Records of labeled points
· · · ·
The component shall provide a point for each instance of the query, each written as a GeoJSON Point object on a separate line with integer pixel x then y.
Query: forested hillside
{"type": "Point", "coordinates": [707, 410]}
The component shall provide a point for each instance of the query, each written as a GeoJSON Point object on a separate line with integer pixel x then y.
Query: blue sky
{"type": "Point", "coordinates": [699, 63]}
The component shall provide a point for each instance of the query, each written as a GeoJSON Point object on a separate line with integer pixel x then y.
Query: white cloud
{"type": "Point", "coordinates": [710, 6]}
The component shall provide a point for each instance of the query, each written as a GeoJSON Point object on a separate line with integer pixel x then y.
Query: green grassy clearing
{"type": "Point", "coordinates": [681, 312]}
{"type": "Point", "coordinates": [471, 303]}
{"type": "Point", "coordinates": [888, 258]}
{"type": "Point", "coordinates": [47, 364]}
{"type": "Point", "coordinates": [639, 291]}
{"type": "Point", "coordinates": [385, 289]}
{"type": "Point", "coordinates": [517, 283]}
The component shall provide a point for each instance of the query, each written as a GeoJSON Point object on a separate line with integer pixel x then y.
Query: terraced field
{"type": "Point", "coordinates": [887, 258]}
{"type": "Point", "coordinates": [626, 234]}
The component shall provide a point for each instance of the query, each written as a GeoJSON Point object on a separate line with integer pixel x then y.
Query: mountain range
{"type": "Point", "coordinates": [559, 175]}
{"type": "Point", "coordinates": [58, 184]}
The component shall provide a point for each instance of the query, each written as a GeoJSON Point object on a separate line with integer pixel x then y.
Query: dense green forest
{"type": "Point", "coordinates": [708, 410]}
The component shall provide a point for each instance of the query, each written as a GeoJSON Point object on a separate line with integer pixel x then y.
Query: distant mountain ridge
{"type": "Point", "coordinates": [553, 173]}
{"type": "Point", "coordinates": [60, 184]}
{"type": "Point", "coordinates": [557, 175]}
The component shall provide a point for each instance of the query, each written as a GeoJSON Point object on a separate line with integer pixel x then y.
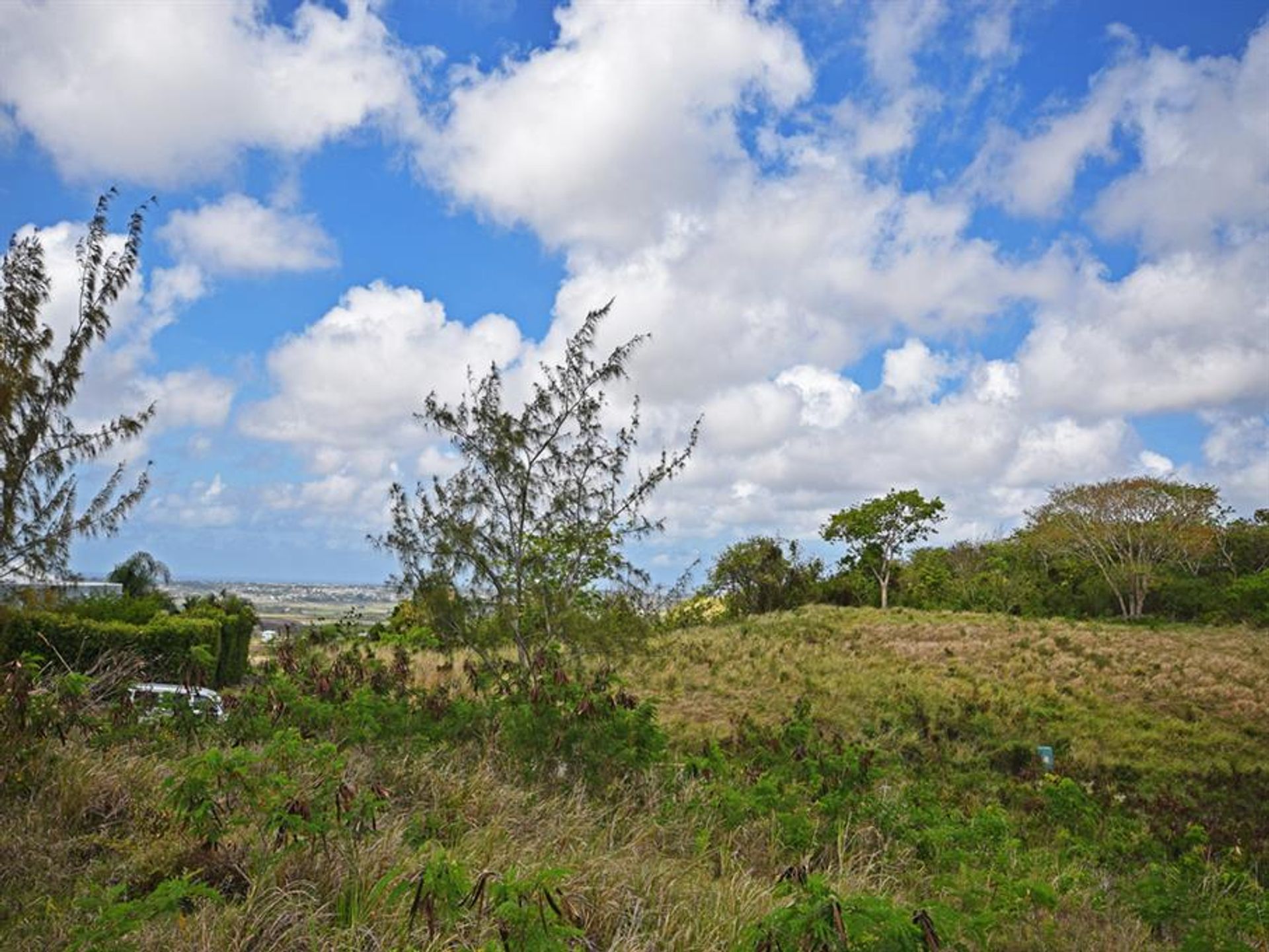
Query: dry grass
{"type": "Point", "coordinates": [640, 875]}
{"type": "Point", "coordinates": [1116, 692]}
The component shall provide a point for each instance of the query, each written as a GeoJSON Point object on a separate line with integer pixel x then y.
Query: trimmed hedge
{"type": "Point", "coordinates": [164, 641]}
{"type": "Point", "coordinates": [237, 618]}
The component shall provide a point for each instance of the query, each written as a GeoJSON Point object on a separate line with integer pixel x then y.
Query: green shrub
{"type": "Point", "coordinates": [1248, 599]}
{"type": "Point", "coordinates": [819, 920]}
{"type": "Point", "coordinates": [237, 618]}
{"type": "Point", "coordinates": [167, 643]}
{"type": "Point", "coordinates": [120, 608]}
{"type": "Point", "coordinates": [560, 725]}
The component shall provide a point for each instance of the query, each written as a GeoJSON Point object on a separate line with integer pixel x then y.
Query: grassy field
{"type": "Point", "coordinates": [814, 780]}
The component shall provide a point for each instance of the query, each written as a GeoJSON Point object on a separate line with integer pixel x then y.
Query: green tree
{"type": "Point", "coordinates": [140, 575]}
{"type": "Point", "coordinates": [518, 540]}
{"type": "Point", "coordinates": [1130, 529]}
{"type": "Point", "coordinates": [42, 447]}
{"type": "Point", "coordinates": [877, 531]}
{"type": "Point", "coordinates": [761, 575]}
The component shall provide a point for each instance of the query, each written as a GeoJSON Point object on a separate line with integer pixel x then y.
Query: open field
{"type": "Point", "coordinates": [811, 780]}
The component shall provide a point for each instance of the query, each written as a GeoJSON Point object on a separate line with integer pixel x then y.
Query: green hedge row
{"type": "Point", "coordinates": [237, 622]}
{"type": "Point", "coordinates": [164, 641]}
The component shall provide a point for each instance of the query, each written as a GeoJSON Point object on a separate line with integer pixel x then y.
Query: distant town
{"type": "Point", "coordinates": [280, 603]}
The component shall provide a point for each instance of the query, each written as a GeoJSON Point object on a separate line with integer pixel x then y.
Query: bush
{"type": "Point", "coordinates": [1248, 599]}
{"type": "Point", "coordinates": [237, 618]}
{"type": "Point", "coordinates": [165, 643]}
{"type": "Point", "coordinates": [121, 608]}
{"type": "Point", "coordinates": [819, 920]}
{"type": "Point", "coordinates": [761, 575]}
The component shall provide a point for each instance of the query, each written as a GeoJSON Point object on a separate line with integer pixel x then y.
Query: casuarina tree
{"type": "Point", "coordinates": [42, 507]}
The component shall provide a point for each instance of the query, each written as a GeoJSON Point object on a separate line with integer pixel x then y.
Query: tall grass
{"type": "Point", "coordinates": [822, 774]}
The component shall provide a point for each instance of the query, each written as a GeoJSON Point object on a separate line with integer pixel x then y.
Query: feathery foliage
{"type": "Point", "coordinates": [517, 544]}
{"type": "Point", "coordinates": [41, 444]}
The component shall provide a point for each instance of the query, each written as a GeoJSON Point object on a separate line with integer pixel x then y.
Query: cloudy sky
{"type": "Point", "coordinates": [980, 248]}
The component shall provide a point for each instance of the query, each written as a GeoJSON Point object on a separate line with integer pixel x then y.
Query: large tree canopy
{"type": "Point", "coordinates": [1130, 529]}
{"type": "Point", "coordinates": [518, 540]}
{"type": "Point", "coordinates": [41, 444]}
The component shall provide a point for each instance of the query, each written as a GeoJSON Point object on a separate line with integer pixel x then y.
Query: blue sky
{"type": "Point", "coordinates": [979, 248]}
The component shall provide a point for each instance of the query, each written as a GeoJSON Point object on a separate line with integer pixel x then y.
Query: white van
{"type": "Point", "coordinates": [157, 700]}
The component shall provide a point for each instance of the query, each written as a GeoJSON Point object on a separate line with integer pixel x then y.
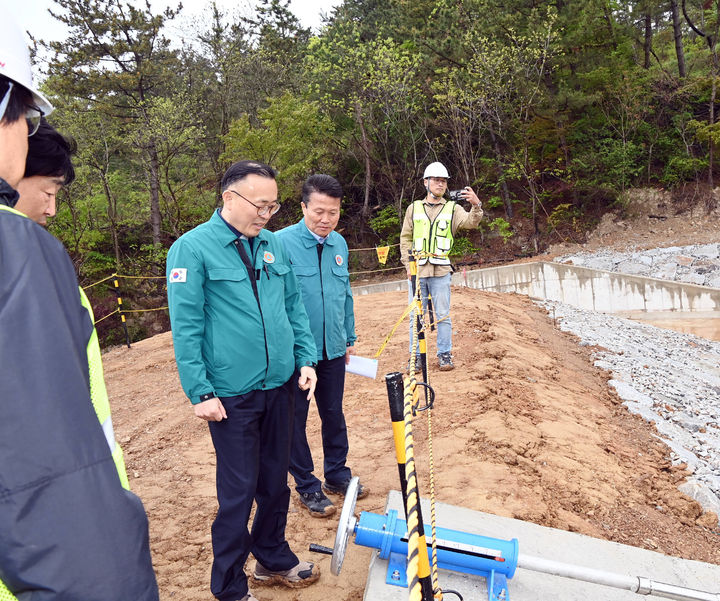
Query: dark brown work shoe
{"type": "Point", "coordinates": [317, 504]}
{"type": "Point", "coordinates": [302, 575]}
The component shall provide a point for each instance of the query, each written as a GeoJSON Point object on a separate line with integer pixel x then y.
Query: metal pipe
{"type": "Point", "coordinates": [635, 584]}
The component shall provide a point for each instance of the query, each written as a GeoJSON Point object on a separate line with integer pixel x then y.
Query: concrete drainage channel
{"type": "Point", "coordinates": [667, 377]}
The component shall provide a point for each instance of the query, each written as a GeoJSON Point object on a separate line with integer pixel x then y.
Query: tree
{"type": "Point", "coordinates": [293, 137]}
{"type": "Point", "coordinates": [116, 58]}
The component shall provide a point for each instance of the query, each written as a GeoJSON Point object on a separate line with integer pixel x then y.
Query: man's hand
{"type": "Point", "coordinates": [308, 381]}
{"type": "Point", "coordinates": [211, 410]}
{"type": "Point", "coordinates": [470, 196]}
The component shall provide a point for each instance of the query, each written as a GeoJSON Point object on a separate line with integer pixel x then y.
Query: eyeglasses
{"type": "Point", "coordinates": [33, 114]}
{"type": "Point", "coordinates": [268, 210]}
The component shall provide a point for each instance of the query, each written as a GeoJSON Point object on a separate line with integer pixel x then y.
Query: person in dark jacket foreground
{"type": "Point", "coordinates": [69, 531]}
{"type": "Point", "coordinates": [239, 333]}
{"type": "Point", "coordinates": [47, 169]}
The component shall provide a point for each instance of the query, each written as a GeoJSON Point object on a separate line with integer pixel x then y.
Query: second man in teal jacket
{"type": "Point", "coordinates": [319, 258]}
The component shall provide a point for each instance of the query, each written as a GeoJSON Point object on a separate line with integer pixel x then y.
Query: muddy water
{"type": "Point", "coordinates": [704, 327]}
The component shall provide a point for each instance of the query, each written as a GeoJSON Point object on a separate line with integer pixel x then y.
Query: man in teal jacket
{"type": "Point", "coordinates": [319, 257]}
{"type": "Point", "coordinates": [240, 331]}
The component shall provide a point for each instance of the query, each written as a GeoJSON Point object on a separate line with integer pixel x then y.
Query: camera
{"type": "Point", "coordinates": [457, 195]}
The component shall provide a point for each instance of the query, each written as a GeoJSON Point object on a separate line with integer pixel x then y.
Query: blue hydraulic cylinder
{"type": "Point", "coordinates": [456, 551]}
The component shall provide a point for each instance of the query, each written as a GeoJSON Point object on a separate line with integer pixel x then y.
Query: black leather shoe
{"type": "Point", "coordinates": [341, 488]}
{"type": "Point", "coordinates": [317, 504]}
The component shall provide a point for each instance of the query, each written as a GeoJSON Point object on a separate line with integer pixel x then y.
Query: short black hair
{"type": "Point", "coordinates": [241, 169]}
{"type": "Point", "coordinates": [322, 184]}
{"type": "Point", "coordinates": [19, 102]}
{"type": "Point", "coordinates": [49, 154]}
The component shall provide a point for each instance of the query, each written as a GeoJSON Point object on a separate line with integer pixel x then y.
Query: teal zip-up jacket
{"type": "Point", "coordinates": [326, 292]}
{"type": "Point", "coordinates": [225, 344]}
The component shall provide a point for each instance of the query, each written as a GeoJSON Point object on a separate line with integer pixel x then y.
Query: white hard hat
{"type": "Point", "coordinates": [15, 60]}
{"type": "Point", "coordinates": [436, 170]}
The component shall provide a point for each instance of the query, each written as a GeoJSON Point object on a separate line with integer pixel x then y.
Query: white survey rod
{"type": "Point", "coordinates": [635, 584]}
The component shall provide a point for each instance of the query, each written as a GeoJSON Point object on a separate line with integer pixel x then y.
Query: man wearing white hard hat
· · · ·
* _Task goal_: Pull out each line of the entries above that contains the string "hard", and copy those lines in their original order.

* _Response_:
Query: white hard hat
Query: man wearing white hard hat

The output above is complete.